PROBLEM DESCRIPTION: Render the stretch of the records below, from the line containing "Where can the dirt embankment" through the end of the records, as a JSON list of strings with one string per line. Leave out blank lines.

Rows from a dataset
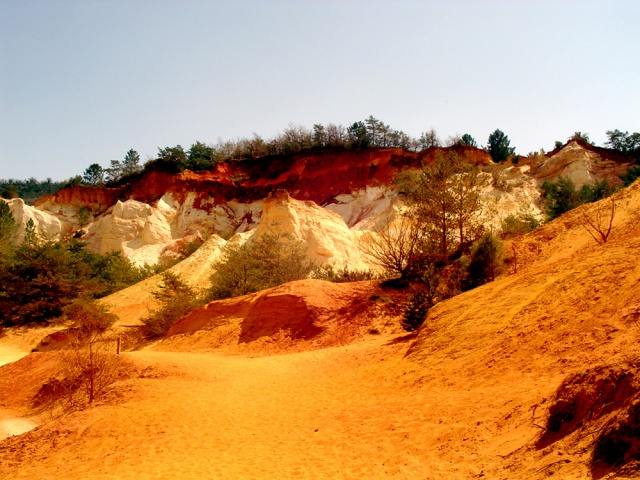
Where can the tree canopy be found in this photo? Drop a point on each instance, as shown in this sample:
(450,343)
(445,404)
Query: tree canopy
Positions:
(498,146)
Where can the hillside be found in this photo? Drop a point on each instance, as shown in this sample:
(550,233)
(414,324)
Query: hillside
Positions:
(522,378)
(148,217)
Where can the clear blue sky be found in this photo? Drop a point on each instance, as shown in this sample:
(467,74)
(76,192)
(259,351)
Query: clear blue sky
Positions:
(84,81)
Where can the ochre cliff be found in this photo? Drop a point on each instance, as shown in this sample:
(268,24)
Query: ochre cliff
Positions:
(143,218)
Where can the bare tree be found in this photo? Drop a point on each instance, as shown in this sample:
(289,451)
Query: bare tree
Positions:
(596,223)
(397,247)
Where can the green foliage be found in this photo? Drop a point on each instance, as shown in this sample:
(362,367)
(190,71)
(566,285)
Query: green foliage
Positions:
(93,175)
(176,300)
(88,317)
(40,278)
(469,140)
(632,174)
(623,142)
(358,135)
(269,261)
(581,136)
(563,195)
(445,198)
(415,311)
(519,223)
(131,163)
(485,262)
(344,275)
(8,229)
(498,146)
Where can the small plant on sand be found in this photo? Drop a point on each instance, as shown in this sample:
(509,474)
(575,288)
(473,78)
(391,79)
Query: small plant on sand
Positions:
(265,262)
(415,311)
(598,221)
(485,262)
(90,364)
(176,299)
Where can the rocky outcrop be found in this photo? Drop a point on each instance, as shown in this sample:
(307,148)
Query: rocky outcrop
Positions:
(326,236)
(583,164)
(48,226)
(144,218)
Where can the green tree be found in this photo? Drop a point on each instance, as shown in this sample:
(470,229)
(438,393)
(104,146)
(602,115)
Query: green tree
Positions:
(469,140)
(131,163)
(114,172)
(560,197)
(265,262)
(358,136)
(8,229)
(93,175)
(200,157)
(176,300)
(445,198)
(429,139)
(581,136)
(486,260)
(623,142)
(172,156)
(498,146)
(9,192)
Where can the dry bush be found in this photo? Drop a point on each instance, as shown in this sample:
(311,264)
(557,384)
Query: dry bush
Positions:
(397,247)
(598,221)
(90,366)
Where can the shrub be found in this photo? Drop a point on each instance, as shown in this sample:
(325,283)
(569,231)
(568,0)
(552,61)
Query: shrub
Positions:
(519,223)
(416,311)
(485,262)
(269,261)
(176,299)
(344,275)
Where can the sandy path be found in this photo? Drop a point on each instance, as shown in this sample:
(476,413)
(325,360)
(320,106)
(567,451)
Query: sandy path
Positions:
(12,425)
(344,412)
(10,354)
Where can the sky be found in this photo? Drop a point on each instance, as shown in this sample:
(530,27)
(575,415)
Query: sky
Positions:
(82,82)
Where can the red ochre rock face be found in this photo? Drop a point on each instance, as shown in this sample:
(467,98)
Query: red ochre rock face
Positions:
(316,176)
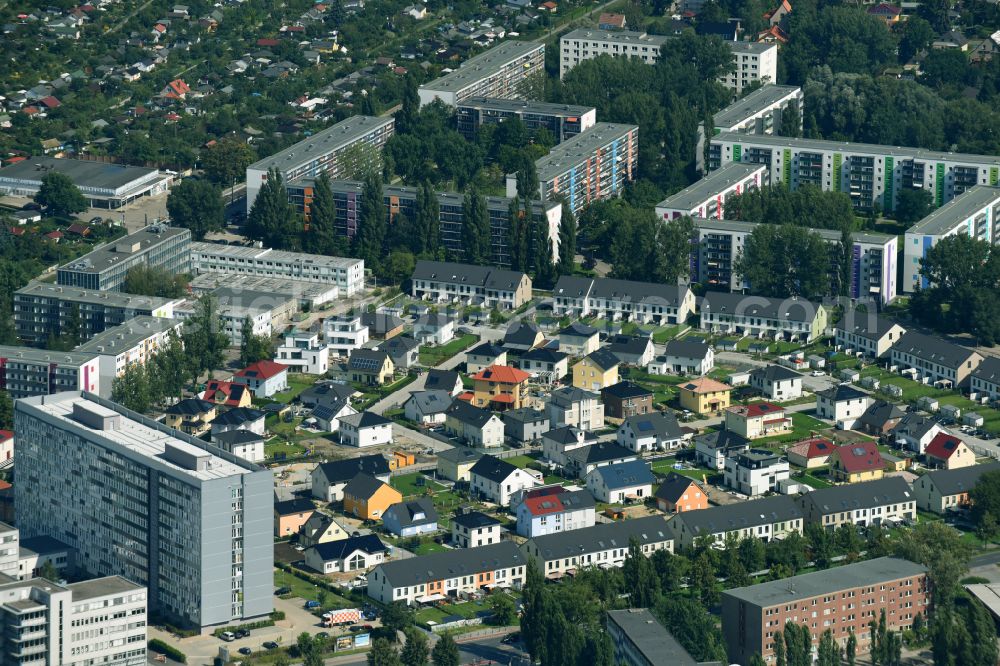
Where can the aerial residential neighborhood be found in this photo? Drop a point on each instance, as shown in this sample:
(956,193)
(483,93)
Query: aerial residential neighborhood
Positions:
(535,332)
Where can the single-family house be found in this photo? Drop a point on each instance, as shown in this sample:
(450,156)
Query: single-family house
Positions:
(411,517)
(679,493)
(496,480)
(626,399)
(857,462)
(621,483)
(776,382)
(367,498)
(656,431)
(948,452)
(365,429)
(359,553)
(596,371)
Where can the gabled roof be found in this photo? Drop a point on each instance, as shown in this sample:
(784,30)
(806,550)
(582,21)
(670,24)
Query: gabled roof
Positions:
(492,468)
(338,550)
(603,359)
(859,457)
(656,423)
(890,490)
(463,412)
(624,390)
(601,537)
(687,349)
(363,486)
(262,370)
(238,416)
(293,506)
(365,420)
(502,374)
(674,487)
(626,474)
(842,392)
(190,407)
(420,511)
(961,480)
(739,516)
(943,446)
(452,564)
(705,385)
(775,373)
(815,447)
(932,349)
(339,471)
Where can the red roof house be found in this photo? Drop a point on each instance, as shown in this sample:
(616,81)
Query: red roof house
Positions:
(948,452)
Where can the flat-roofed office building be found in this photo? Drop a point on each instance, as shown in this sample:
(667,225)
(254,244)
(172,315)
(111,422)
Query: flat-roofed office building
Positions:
(322,152)
(505,71)
(591,166)
(156,246)
(562,120)
(136,499)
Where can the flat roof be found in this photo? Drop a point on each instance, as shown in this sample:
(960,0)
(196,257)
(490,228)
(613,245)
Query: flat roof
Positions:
(577,149)
(322,143)
(525,106)
(139,435)
(713,183)
(820,145)
(956,211)
(83,173)
(756,102)
(106,256)
(267,254)
(818,583)
(102,587)
(615,37)
(92,296)
(15,353)
(486,64)
(128,335)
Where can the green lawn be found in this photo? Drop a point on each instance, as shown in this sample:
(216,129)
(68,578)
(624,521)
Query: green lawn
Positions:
(296,384)
(432,356)
(408,485)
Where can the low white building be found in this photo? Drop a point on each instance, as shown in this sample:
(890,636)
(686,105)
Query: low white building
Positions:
(365,429)
(344,334)
(303,352)
(776,382)
(496,480)
(621,483)
(755,472)
(842,404)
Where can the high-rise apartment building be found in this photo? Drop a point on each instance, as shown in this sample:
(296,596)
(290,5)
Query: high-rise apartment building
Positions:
(869,173)
(842,599)
(402,200)
(325,151)
(720,242)
(707,197)
(589,167)
(26,371)
(42,310)
(156,246)
(133,498)
(100,621)
(562,120)
(753,61)
(505,71)
(975,213)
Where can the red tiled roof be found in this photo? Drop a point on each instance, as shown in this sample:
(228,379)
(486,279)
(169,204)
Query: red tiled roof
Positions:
(502,374)
(859,457)
(943,446)
(262,370)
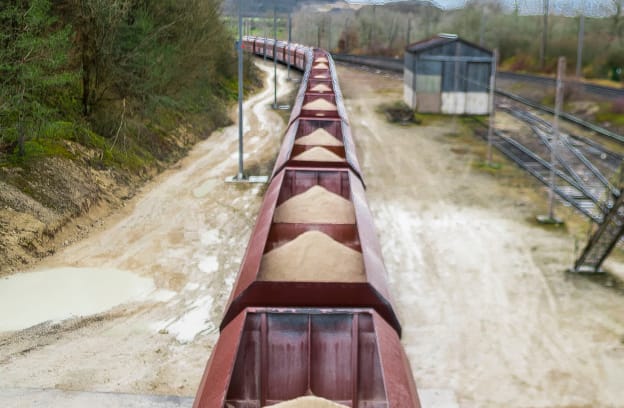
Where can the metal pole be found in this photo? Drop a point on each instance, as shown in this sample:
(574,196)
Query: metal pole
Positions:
(409,30)
(289,37)
(492,108)
(555,136)
(240,91)
(482,27)
(544,35)
(579,51)
(329,35)
(274,56)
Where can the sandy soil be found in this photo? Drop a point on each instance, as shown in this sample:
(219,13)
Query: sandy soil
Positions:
(486,307)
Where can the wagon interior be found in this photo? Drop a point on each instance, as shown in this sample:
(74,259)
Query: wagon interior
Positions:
(286,355)
(330,186)
(310,128)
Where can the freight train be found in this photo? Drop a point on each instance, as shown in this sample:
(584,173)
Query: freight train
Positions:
(310,318)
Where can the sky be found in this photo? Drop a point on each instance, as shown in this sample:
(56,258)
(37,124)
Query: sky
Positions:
(597,8)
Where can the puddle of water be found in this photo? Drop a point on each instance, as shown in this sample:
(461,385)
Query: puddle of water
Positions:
(28,299)
(209,237)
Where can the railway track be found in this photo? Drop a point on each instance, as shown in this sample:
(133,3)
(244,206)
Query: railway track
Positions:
(583,168)
(396,65)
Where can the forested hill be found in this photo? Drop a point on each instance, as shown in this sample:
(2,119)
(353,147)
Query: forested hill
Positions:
(98,93)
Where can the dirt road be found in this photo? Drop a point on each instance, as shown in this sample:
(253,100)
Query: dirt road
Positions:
(187,231)
(487,310)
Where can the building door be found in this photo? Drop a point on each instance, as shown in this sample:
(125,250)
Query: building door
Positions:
(428,86)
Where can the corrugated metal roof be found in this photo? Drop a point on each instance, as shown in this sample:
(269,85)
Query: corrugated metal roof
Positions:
(439,40)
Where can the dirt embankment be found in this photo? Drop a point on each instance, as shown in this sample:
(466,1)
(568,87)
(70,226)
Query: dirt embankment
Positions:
(50,202)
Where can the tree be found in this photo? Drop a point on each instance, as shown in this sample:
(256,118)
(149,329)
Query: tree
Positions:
(33,66)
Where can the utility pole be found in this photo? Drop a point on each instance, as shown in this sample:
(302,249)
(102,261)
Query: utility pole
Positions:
(482,27)
(240,175)
(554,142)
(492,107)
(579,50)
(329,34)
(544,35)
(274,55)
(289,39)
(318,35)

FINAL RESULT:
[
  "Where can the dirt embankment be found in this photo? Drop a point on each instance, as shown in this sample:",
  "(466,1)",
  "(568,87)",
  "(70,226)",
  "Query: dirt embankment",
  "Positions:",
  "(50,202)",
  "Where can the tree be found in this photo? Drop a point on each instance, as shown in this sample:",
  "(256,118)",
  "(149,329)",
  "Query: tree",
  "Positions:",
  "(33,66)",
  "Where can the utility pole be found in this photo? Drop a point on each instance, as shown in this sample:",
  "(302,249)",
  "(102,261)",
  "Query: utility pole",
  "Positions:",
  "(482,27)",
  "(240,175)",
  "(554,142)",
  "(492,107)",
  "(579,50)",
  "(329,34)",
  "(544,35)",
  "(274,55)",
  "(289,39)",
  "(318,35)"
]